QUOTED TEXT start

We still want to look at how this works.

The challenge first generates a random 17 bytes (136 bits) and converts it to long integer as a magic_num \(m\). We are given the hex of this number and expected to find a proper set of \(\{P,\; E,\; {\rm data}\}\) such that: \[ \begin{aligned} \lfloor {P \over {2^{248}}} \rfloor = m\; ;\\ P \; {\rm is \; prime.} \end{aligned} \] It also means that the first 136 bits of \(P\) should be exactly equal to bits in \(m\). Since \(P\) is prime, \(P-1\) can be \(m \cdot 2^{248} + i\), where \(i \in [2^{247}, 2^{248})\) is an even number.

Here, I learned a trick from the solution. We can actually only iterate the highest 16 bits after 136 bits and let all the rest be 0's. It will make the factorization of \(P-1\) way easier and faster.

Also, there's another condition on this set. Let data2 be hexdigest of sha384 of the input data. num1 and num2 are integer converted from data and data2. The other constraints on \(\{P,\; E,\; {\rm data}\}\) are: \[ \begin{aligned} n_{1}^{E} &\equiv n_{2} \mod P \\ n_{1} &= {\rm int(data, 16)}\\ n_{2} &= {\rm int(sha384(data), 16)} \end{aligned} \] It can be clearly seen that this is a Discrete Logarithm (DL) problem. The core method for this kind of problem is to find a enough smooth \(P\) so that \(E\) can be easily/quickly obtained by calling discrete_log from SageMath (I'll write a sum-up later for these maths/cryptanalysis tools). The smoothness can be restricted by conditioning all factors of rank of \(P\) (which is \(P-1\) since \(P\) is prime) to be no greater than 40 (or 50 if it doens't work).

QUOTED TEXT end

[DIRECTIVE 1] Select every row below that contains the string "pudding" and copy each such row in full.

RAW RECORDS start

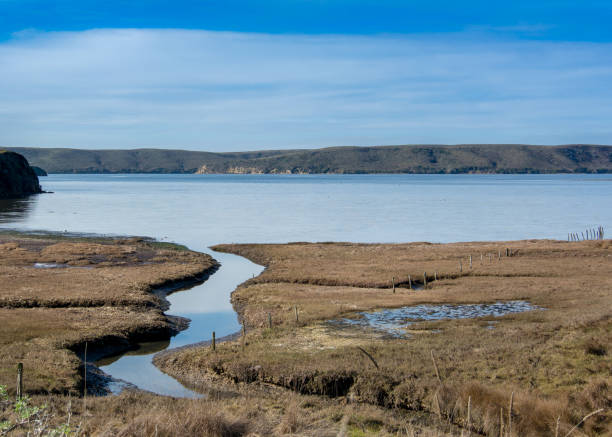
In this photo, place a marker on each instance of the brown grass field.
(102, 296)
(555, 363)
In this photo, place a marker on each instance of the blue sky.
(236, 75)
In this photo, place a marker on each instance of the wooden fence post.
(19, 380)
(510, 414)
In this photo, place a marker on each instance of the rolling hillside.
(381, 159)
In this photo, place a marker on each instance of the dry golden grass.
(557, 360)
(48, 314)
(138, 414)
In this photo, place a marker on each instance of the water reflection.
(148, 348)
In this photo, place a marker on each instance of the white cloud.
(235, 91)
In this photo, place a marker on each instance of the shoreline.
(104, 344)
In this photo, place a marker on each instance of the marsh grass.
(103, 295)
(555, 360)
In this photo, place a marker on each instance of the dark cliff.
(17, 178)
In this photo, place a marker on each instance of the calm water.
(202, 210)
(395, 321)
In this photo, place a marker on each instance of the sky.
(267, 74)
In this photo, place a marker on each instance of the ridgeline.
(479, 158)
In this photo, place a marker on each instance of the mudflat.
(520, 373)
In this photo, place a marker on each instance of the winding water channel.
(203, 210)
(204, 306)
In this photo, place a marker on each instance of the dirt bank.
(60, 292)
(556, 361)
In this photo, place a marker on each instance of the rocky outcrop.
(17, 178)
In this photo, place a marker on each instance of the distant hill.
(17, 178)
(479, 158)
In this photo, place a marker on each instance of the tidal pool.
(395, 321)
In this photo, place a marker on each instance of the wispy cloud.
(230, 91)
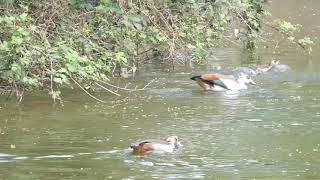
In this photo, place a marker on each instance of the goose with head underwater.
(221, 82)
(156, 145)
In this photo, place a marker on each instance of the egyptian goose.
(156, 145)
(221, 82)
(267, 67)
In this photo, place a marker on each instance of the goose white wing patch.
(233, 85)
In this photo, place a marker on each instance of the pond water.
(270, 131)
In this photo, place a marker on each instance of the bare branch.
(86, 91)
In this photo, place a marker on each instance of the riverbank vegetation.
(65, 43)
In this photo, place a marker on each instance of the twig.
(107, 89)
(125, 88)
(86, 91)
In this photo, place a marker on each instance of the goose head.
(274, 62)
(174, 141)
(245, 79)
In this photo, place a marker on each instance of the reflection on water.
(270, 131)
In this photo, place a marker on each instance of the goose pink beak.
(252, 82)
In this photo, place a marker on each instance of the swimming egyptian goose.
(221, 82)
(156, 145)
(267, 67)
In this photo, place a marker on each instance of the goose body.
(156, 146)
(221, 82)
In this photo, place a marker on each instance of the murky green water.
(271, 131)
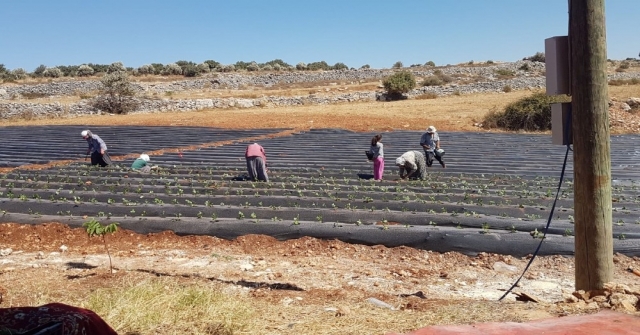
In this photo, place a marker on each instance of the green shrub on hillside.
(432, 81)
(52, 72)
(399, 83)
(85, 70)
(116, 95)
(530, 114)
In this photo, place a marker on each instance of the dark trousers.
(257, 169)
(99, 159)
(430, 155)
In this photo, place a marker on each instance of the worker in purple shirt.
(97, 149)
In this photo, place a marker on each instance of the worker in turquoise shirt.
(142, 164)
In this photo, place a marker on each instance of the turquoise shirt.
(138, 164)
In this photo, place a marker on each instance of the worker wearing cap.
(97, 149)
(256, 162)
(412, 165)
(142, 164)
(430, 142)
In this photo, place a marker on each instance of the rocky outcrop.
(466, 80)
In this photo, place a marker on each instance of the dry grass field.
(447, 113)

RAW RECORDS end
RAW RECORDS start

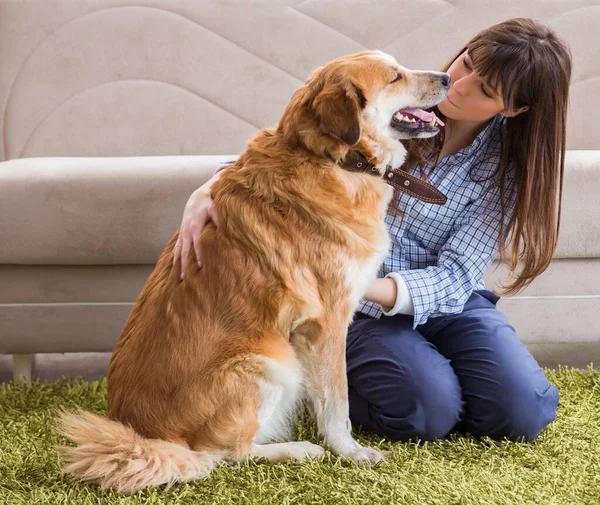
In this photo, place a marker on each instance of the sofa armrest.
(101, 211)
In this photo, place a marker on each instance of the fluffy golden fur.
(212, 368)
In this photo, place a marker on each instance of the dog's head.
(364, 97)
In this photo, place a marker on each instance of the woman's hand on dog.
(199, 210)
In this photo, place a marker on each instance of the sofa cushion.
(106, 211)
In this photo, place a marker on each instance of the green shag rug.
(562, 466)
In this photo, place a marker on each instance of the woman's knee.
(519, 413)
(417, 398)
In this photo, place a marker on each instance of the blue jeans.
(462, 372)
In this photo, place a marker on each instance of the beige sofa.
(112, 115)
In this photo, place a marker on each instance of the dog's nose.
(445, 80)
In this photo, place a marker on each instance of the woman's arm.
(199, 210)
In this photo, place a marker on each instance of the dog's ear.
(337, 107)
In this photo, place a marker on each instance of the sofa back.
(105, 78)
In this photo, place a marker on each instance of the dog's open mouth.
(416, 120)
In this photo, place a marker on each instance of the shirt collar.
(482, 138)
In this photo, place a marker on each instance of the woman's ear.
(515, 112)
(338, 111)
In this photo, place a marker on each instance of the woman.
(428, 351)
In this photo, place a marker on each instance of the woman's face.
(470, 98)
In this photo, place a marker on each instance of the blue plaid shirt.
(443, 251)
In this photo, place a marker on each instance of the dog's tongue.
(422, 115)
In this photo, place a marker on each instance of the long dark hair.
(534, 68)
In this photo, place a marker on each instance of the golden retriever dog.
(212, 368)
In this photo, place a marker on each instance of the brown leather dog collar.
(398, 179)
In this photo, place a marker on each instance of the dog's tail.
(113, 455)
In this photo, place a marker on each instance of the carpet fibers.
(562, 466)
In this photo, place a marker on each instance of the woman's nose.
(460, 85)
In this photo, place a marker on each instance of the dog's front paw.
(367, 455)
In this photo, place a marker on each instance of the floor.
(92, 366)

RAW RECORDS end
RAW RECORDS start

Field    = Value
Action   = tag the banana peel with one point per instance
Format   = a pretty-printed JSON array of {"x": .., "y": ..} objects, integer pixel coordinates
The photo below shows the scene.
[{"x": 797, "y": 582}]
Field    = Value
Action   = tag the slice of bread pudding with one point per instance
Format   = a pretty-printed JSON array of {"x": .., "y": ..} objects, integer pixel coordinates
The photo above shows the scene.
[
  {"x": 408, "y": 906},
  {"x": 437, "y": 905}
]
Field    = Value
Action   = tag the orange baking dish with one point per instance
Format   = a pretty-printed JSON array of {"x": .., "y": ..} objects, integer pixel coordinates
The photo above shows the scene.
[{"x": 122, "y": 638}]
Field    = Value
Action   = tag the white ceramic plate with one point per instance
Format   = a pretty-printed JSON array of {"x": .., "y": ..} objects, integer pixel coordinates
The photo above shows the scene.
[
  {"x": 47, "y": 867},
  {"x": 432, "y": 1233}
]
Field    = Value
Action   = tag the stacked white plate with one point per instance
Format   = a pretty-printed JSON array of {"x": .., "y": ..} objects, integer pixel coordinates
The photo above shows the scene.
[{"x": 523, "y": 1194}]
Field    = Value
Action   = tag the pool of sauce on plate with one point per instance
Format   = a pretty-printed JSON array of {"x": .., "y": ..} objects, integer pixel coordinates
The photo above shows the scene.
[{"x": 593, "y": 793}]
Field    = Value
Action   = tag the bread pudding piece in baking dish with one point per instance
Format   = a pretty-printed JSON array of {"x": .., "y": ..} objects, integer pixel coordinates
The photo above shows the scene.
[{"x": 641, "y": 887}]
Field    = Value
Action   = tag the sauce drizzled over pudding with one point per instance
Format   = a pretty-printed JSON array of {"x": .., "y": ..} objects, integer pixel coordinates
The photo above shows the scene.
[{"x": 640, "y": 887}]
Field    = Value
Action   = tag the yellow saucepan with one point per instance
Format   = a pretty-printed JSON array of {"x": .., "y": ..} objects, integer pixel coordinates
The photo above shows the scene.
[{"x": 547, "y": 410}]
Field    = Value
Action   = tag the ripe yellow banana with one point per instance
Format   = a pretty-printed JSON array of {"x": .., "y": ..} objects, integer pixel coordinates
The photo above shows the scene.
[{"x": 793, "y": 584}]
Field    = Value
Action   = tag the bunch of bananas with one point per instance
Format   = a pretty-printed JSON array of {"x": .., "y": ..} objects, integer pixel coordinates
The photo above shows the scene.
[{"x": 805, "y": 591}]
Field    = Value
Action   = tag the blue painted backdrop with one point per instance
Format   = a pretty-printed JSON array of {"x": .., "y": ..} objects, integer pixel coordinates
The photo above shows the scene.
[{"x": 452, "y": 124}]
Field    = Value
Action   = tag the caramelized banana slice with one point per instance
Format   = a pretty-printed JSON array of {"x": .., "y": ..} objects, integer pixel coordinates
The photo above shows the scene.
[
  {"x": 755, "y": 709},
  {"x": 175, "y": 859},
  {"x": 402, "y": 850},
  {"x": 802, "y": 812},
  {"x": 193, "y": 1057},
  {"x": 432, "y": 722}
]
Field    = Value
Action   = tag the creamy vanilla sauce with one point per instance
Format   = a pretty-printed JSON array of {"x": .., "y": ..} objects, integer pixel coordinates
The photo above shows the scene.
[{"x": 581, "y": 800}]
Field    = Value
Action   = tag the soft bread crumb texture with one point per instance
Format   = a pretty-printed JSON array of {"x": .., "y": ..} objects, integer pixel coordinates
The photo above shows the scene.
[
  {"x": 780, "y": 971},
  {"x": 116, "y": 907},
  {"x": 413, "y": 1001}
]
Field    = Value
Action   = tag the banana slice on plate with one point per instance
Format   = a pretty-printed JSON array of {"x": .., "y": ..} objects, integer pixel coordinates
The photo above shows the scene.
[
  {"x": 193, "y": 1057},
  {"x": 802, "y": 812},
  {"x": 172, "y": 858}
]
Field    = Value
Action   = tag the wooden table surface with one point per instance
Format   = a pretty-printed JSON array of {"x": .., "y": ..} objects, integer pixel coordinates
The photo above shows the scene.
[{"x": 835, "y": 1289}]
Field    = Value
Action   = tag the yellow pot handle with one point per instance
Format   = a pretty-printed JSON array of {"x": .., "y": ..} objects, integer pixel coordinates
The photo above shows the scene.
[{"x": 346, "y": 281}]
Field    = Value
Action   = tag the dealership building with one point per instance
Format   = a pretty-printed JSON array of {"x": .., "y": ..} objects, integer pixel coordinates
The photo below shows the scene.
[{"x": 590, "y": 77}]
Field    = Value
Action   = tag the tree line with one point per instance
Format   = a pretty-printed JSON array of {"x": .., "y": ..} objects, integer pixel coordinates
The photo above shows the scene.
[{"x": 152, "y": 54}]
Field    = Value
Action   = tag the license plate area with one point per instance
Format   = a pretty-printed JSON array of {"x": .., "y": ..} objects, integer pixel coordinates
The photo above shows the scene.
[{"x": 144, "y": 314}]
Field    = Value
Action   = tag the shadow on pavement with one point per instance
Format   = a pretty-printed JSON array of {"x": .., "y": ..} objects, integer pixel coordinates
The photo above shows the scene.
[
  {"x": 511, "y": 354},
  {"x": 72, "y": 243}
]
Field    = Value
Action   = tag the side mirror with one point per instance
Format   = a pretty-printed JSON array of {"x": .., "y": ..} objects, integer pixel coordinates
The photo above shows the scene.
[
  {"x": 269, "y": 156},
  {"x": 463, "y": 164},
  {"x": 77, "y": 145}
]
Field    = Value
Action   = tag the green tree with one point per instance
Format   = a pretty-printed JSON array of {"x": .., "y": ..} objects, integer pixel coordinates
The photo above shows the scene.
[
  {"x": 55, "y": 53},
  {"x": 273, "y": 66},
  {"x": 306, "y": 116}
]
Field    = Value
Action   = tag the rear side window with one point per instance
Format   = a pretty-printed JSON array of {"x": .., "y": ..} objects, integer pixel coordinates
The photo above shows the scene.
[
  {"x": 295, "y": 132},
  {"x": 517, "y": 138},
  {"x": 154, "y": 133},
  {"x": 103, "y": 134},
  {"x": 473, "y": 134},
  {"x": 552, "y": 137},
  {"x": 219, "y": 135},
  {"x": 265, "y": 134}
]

RAW RECORDS end

[DIRECTIVE 2] From the discrete logarithm writeup above, copy the passage that runs from "Also, there's another" to "it doens't work).", without changing a word.

[FINISHED ANSWER 1]
Action   = tag the slice of bread pudding with one point per instance
Action   = tag the bread pudding piece in baking dish with one point per instance
Action   = tag the sauce drizzled over pudding with one point per instance

[FINISHED ANSWER 2]
Also, there's another condition on this set. Let data2 be hexdigest of sha384 of the input data. num1 and num2 are integer converted from data and data2. The other constraints on \(\{P,\; E,\; {\rm data}\}\) are: \[ \begin{aligned} n_{1}^{E} &\equiv n_{2} \mod P \\ n_{1} &= {\rm int(data, 16)}\\ n_{2} &= {\rm int(sha384(data), 16)} \end{aligned} \] It can be clearly seen that this is a Discrete Logarithm (DL) problem. The core method for this kind of problem is to find a enough smooth \(P\) so that \(E\) can be easily/quickly obtained by calling discrete_log from SageMath (I'll write a sum-up later for these maths/cryptanalysis tools). The smoothness can be restricted by conditioning all factors of rank of \(P\) (which is \(P-1\) since \(P\) is prime) to be no greater than 40 (or 50 if it doens't work).